Nothing but the lines from the one containing "of the ammunition" to the end of the data should be returned, each exactly as written.

## Start

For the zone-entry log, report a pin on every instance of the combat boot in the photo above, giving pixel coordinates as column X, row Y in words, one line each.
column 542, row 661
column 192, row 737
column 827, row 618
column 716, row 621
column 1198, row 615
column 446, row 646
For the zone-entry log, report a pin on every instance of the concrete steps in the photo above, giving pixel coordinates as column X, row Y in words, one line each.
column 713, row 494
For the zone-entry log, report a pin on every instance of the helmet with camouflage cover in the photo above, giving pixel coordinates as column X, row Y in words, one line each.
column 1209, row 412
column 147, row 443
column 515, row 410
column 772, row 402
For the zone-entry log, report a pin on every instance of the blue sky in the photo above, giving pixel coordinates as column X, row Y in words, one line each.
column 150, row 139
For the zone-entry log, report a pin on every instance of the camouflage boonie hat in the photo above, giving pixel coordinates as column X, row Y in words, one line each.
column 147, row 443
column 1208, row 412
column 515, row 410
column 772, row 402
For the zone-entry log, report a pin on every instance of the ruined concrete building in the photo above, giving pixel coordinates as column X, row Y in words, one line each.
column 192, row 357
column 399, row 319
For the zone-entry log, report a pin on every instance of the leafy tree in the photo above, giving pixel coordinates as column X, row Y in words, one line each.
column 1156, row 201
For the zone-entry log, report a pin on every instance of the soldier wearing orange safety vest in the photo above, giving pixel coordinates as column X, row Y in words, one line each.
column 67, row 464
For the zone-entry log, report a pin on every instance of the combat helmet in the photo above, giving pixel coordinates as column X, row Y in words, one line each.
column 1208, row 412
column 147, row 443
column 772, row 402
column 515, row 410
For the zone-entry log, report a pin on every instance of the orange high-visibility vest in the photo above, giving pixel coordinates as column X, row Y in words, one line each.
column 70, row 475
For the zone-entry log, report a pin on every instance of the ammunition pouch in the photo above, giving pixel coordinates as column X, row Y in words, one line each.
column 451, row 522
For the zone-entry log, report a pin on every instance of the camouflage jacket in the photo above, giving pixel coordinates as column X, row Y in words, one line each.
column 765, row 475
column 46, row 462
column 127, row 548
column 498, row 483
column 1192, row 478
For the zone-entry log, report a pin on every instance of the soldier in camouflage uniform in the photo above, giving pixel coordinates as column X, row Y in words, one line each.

## End

* _Reply to the exercise_:
For the zone-entry log, report a pin on every instance of the ammunition pouch in the photo above, giving pixel coordinates as column X, row Y in words, one line each.
column 451, row 522
For the zone-entry log, report a pin on every instance of the camouflage jacket in the photo above, giving pixel coordinates as column X, row Y in words, one line each.
column 765, row 475
column 46, row 462
column 127, row 548
column 498, row 483
column 1192, row 478
For the zone-entry log, report a pin on every instance of the soldier in camouflage uniform in the photo above, giving pixel coordinates as column X, row Y in words, one line each.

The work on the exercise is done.